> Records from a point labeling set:
══════

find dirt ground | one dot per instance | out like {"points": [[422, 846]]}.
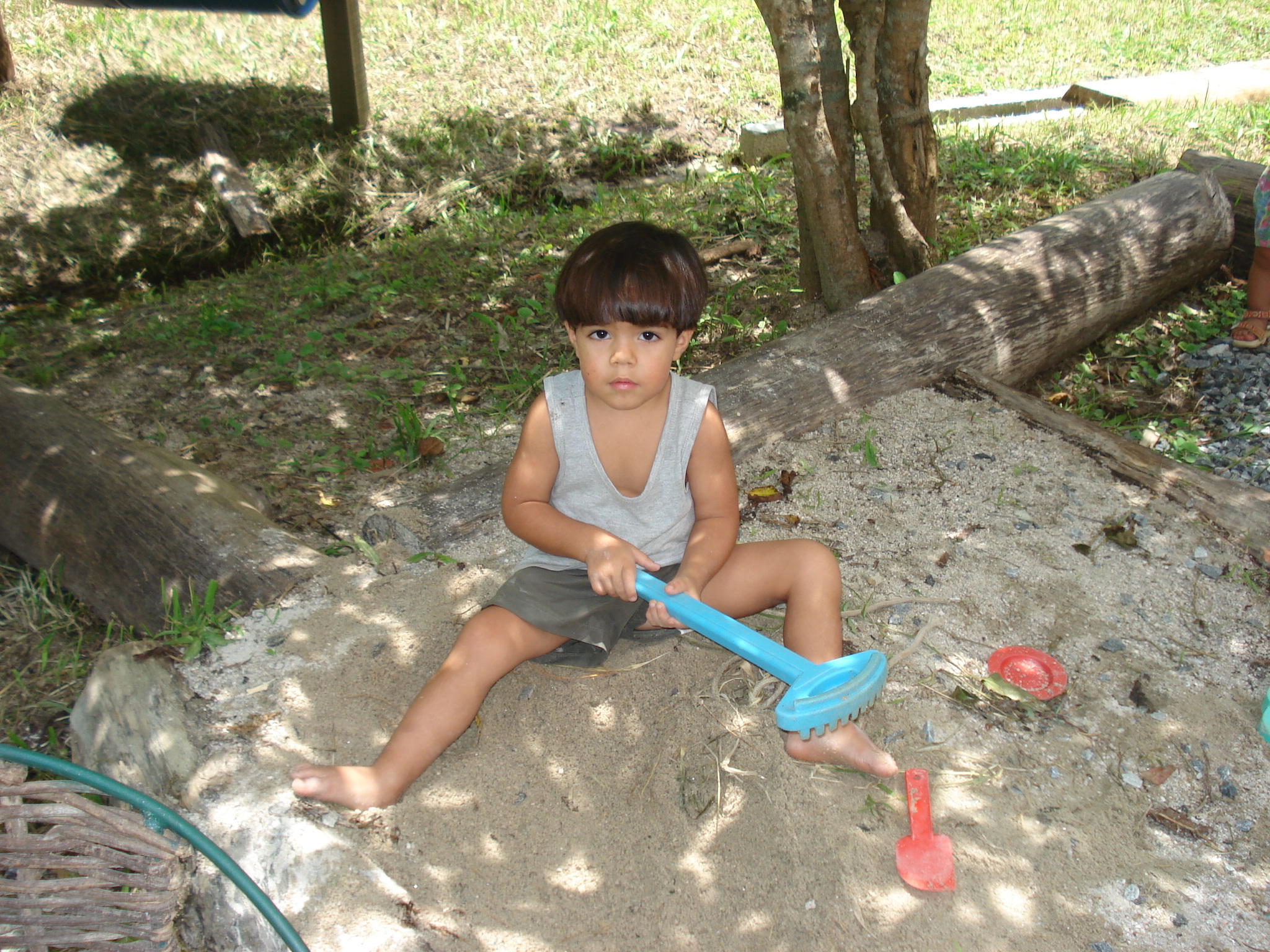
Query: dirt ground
{"points": [[649, 805]]}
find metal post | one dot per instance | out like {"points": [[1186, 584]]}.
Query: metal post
{"points": [[346, 68]]}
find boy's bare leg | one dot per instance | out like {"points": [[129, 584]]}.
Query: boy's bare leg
{"points": [[804, 575], [489, 646]]}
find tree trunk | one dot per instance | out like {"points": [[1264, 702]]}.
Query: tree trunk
{"points": [[122, 519], [1238, 179], [905, 110], [865, 20], [827, 198], [7, 69], [1008, 309]]}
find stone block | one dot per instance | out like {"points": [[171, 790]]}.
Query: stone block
{"points": [[762, 140]]}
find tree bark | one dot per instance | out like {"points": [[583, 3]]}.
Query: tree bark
{"points": [[1238, 179], [1008, 309], [905, 110], [1242, 512], [827, 200], [906, 243], [7, 69], [123, 521]]}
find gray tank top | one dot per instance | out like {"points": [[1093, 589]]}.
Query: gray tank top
{"points": [[657, 521]]}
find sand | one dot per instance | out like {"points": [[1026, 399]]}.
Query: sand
{"points": [[649, 805]]}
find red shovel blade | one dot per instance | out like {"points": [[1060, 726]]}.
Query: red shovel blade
{"points": [[923, 860]]}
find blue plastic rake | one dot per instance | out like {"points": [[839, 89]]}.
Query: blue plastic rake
{"points": [[821, 696]]}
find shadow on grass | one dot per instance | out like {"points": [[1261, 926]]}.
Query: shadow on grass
{"points": [[150, 216]]}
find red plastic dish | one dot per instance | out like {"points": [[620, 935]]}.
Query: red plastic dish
{"points": [[1029, 669]]}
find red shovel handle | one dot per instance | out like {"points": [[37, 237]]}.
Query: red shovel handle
{"points": [[918, 786]]}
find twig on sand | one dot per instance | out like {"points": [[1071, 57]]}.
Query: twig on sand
{"points": [[912, 645], [600, 672]]}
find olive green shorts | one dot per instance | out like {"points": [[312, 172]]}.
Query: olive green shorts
{"points": [[563, 603]]}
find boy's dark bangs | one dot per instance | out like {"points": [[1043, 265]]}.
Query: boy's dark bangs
{"points": [[636, 273]]}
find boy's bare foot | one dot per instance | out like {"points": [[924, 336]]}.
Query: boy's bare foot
{"points": [[845, 747], [357, 787]]}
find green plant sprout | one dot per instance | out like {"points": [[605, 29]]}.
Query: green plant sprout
{"points": [[865, 444], [197, 625]]}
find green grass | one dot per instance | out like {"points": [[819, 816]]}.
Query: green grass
{"points": [[47, 644]]}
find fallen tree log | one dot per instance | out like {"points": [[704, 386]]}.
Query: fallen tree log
{"points": [[231, 183], [1242, 512], [122, 519], [1008, 309], [1238, 180]]}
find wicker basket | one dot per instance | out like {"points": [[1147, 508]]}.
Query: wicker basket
{"points": [[79, 875]]}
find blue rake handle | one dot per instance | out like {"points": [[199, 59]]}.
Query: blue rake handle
{"points": [[821, 696]]}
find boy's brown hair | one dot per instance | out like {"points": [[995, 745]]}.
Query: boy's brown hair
{"points": [[633, 272]]}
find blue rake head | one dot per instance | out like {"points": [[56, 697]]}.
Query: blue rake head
{"points": [[832, 694], [821, 696]]}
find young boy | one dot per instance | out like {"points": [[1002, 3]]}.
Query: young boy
{"points": [[621, 464]]}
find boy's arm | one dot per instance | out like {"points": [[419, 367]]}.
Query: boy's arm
{"points": [[713, 482], [528, 513]]}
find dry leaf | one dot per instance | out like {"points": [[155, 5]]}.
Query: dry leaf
{"points": [[765, 494], [1178, 822], [1158, 775]]}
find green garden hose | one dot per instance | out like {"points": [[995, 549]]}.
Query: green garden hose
{"points": [[159, 818]]}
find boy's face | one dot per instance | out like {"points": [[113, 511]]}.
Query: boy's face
{"points": [[624, 364]]}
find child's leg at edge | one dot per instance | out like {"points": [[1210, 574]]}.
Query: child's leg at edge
{"points": [[491, 644], [806, 576]]}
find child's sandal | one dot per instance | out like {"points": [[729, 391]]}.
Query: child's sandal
{"points": [[1248, 325]]}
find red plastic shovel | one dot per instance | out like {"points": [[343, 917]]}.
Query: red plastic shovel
{"points": [[923, 860]]}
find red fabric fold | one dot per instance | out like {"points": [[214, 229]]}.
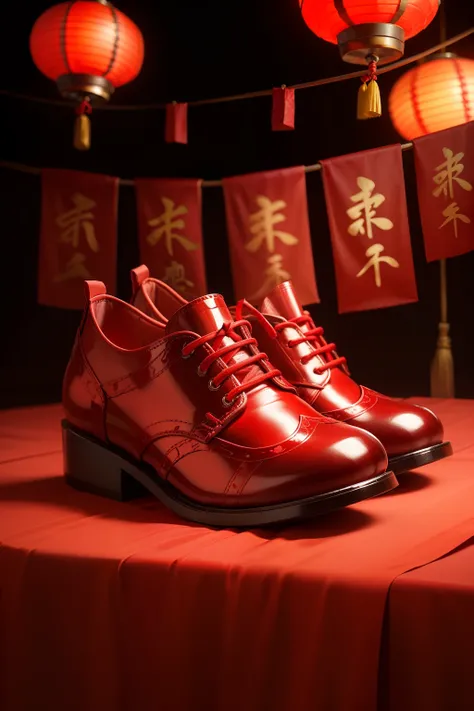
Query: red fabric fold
{"points": [[123, 606]]}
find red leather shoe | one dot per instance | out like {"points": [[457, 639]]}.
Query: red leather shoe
{"points": [[195, 413], [412, 435]]}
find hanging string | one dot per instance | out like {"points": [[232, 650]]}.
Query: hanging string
{"points": [[32, 170], [254, 94]]}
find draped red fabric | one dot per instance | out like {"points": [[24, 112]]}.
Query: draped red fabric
{"points": [[78, 238], [370, 235], [444, 163], [169, 216], [118, 607]]}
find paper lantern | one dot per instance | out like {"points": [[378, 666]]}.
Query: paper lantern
{"points": [[364, 28], [89, 48], [432, 96]]}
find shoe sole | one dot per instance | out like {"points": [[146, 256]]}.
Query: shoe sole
{"points": [[108, 471], [420, 457]]}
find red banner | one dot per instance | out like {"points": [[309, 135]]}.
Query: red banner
{"points": [[270, 242], [170, 233], [78, 235], [283, 109], [366, 203], [444, 163]]}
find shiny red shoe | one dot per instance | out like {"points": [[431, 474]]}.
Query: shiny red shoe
{"points": [[412, 435], [195, 413]]}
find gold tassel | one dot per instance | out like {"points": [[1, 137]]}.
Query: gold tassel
{"points": [[369, 104], [82, 133], [442, 366]]}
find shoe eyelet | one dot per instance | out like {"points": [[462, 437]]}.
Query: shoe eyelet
{"points": [[226, 402]]}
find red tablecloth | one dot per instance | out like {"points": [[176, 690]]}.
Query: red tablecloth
{"points": [[120, 607]]}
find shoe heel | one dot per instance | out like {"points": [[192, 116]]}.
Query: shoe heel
{"points": [[92, 467]]}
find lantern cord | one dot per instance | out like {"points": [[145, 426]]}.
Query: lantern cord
{"points": [[32, 170], [256, 94]]}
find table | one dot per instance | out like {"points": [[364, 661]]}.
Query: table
{"points": [[115, 607]]}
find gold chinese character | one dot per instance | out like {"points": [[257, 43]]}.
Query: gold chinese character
{"points": [[166, 223], [275, 274], [448, 172], [374, 252], [262, 222], [75, 269], [363, 213], [81, 215], [451, 213], [175, 276]]}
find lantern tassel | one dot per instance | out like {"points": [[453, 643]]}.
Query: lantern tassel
{"points": [[82, 126], [369, 104], [442, 366]]}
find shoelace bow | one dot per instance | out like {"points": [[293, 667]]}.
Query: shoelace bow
{"points": [[313, 335], [225, 353]]}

══════

> Problem description: Reproduce the whole listing exactly, but not the images in it.

> Task output:
find dirt ground | one dot per instance | out like {"points": [[422, 846]]}.
Query: dirt ground
{"points": [[649, 805]]}
find metal post | one dot per instance | out like {"points": [[1186, 584]]}.
Query: metal post
{"points": [[346, 68]]}
find boy's bare leg | one dot per instance | out like {"points": [[129, 584]]}.
Query: boy's bare leg
{"points": [[804, 575], [489, 646]]}
find tree trunk | one dot per instance | out like {"points": [[1264, 702]]}.
Query: tree trunk
{"points": [[122, 519], [1238, 179], [905, 110], [865, 20], [827, 198], [7, 69], [1008, 309]]}
find stone block | one dot per instance | out like {"points": [[171, 790]]}.
Query: stone block
{"points": [[762, 140]]}
find tree bark | one dot per instance | out like {"points": [[583, 3]]}.
Query: tree bark
{"points": [[1238, 179], [1008, 309], [905, 110], [1242, 512], [827, 200], [906, 243], [7, 69], [123, 521]]}
find gray tank top | one dot per instance | out like {"points": [[1093, 589]]}.
Query: gray tank top
{"points": [[657, 521]]}
find sand | one dot per instance | out like {"points": [[1026, 399]]}.
Query: sand
{"points": [[649, 805]]}
find red shovel blade | one dot per instance | out like {"points": [[1060, 726]]}.
Query: red shovel blade
{"points": [[923, 860]]}
find blue plastic rake | one dot per instance | out like {"points": [[839, 89]]}.
Query: blue plastic rake
{"points": [[821, 696]]}
find shadow on grass | one dot per instance | out like {"points": [[1261, 926]]}.
Query: shadow on grass
{"points": [[150, 216]]}
find red plastic dish | one dot per instance | out like {"points": [[620, 935]]}.
Query: red plastic dish
{"points": [[1029, 669]]}
find red shovel handle | one dot per instance | out like {"points": [[37, 237]]}.
Query: red shovel handle
{"points": [[918, 786]]}
find twig on sand | one dot per instance | out like {"points": [[1071, 57]]}.
Query: twig on sand
{"points": [[912, 645], [600, 672]]}
find olive green shorts | one dot per instance | out like {"points": [[312, 172]]}.
Query: olive green shorts
{"points": [[563, 603]]}
find boy's dark bangs | one dot per instance | out like {"points": [[1043, 265]]}.
Query: boy's dark bangs
{"points": [[636, 273]]}
find boy's bare foot | one dot per instance | out like {"points": [[924, 336]]}.
Query: boy's bare foot
{"points": [[845, 747], [357, 787]]}
find green plant sprout | one dot per instance | out like {"points": [[605, 29]]}.
Query: green plant sprout
{"points": [[865, 444], [197, 625]]}
find green grass | one dot per instance | out like {"points": [[819, 816]]}.
Query: green grass
{"points": [[47, 644]]}
find fallen tree log | one dot per instance | out like {"points": [[704, 386]]}.
Query: fallen tree log
{"points": [[231, 183], [1242, 512], [122, 519], [1008, 309], [1238, 180]]}
find wicker basket | one dot per instance | out like {"points": [[1147, 508]]}.
Query: wicker basket
{"points": [[79, 875]]}
find blue rake handle | one dot per instance | out like {"points": [[199, 59]]}.
Query: blue rake handle
{"points": [[821, 696]]}
find boy's brown hair | one dot per instance | out like {"points": [[995, 745]]}.
Query: boy's brown hair
{"points": [[633, 272]]}
find blue rake head | one dot per instance | out like {"points": [[56, 697]]}.
Query: blue rake head
{"points": [[832, 694], [821, 696]]}
find young boy | one dot per instance | out like {"points": [[1002, 3]]}.
Query: young boy
{"points": [[621, 464]]}
find boy's arm | one dot per instance | out like {"points": [[419, 367]]}.
Query: boy's arm
{"points": [[713, 482], [528, 513]]}
find dry leaf | one dot per instance | out like {"points": [[155, 5]]}.
Query: dry leaf
{"points": [[765, 494], [1178, 822], [1158, 775]]}
find green garden hose | one dot per instance | out like {"points": [[995, 549]]}.
Query: green garden hose
{"points": [[159, 818]]}
find boy's face | one dot per instance | out like {"points": [[113, 511]]}.
Query: boy's face
{"points": [[624, 364]]}
find child's leg at edge | one dot per instance | out like {"points": [[1210, 574]]}.
Query: child's leg at edge
{"points": [[491, 644], [806, 576]]}
find child's sandal | one dot per instance | out like {"points": [[729, 391]]}.
Query: child's sandal
{"points": [[1248, 325]]}
find red plastic shovel | one dot per instance | out like {"points": [[343, 917]]}.
Query: red plastic shovel
{"points": [[923, 860]]}
find red fabric fold | one dot per instance | out like {"points": [[214, 229]]}.
Query: red fabric fold
{"points": [[123, 606]]}
find red leather shoe | one dot per instance | out like {"points": [[457, 639]]}.
Query: red leather shoe
{"points": [[195, 413], [412, 435]]}
find hanging string | one dot per instance | out like {"points": [[232, 650]]}.
Query: hanging string
{"points": [[32, 170], [254, 94]]}
find draped red fabric | one dot per instance | out like {"points": [[24, 112]]}.
Query: draped red fabric
{"points": [[78, 238], [370, 235], [444, 163], [169, 216], [118, 607]]}
find paper lantern | one dot per instance | out like {"points": [[378, 666]]}.
Query: paper lantern
{"points": [[364, 28], [89, 48], [432, 96]]}
find shoe sole | one dot per instance | out like {"points": [[146, 256]]}.
Query: shoe sole
{"points": [[108, 471], [420, 457]]}
find red banner | one dot per instance | out like {"points": [[309, 135]]}.
Query: red banner
{"points": [[270, 242], [170, 233], [78, 235], [283, 109], [366, 203], [444, 163]]}
find shiny red shoe | one dot per instance | out like {"points": [[431, 474]]}.
Query: shiny red shoe
{"points": [[412, 435], [195, 413]]}
find gold tassel | one dot per instance | out like {"points": [[1, 137]]}.
Query: gold tassel
{"points": [[369, 104], [82, 133], [442, 366]]}
find shoe eyelet | one dot per instance | out like {"points": [[462, 437]]}.
Query: shoe eyelet
{"points": [[226, 402]]}
find red tablecloth | one dot per instance | out like {"points": [[176, 690]]}.
Query: red tablecloth
{"points": [[120, 607]]}
find shoe heel | one dot per instance | out like {"points": [[192, 116]]}.
Query: shoe heel
{"points": [[92, 467]]}
find lantern cord | one dot per instance | out like {"points": [[145, 426]]}.
Query: lantern cord
{"points": [[32, 170], [256, 94]]}
find table | one dot per instance | out like {"points": [[364, 661]]}.
Query: table
{"points": [[115, 607]]}
find gold chinese character | one dot per instance | out like {"points": [[257, 43]]}.
Query: gold chinese character
{"points": [[166, 223], [275, 274], [448, 172], [374, 252], [262, 222], [75, 269], [363, 213], [81, 215], [451, 213], [175, 276]]}
find lantern tassel | one dot per instance | out like {"points": [[453, 643]]}.
Query: lantern tassel
{"points": [[82, 126], [369, 104], [442, 366]]}
find shoelace bow | one dot per instance | out like {"points": [[293, 667]]}.
Query: shoelace bow
{"points": [[313, 335], [225, 353]]}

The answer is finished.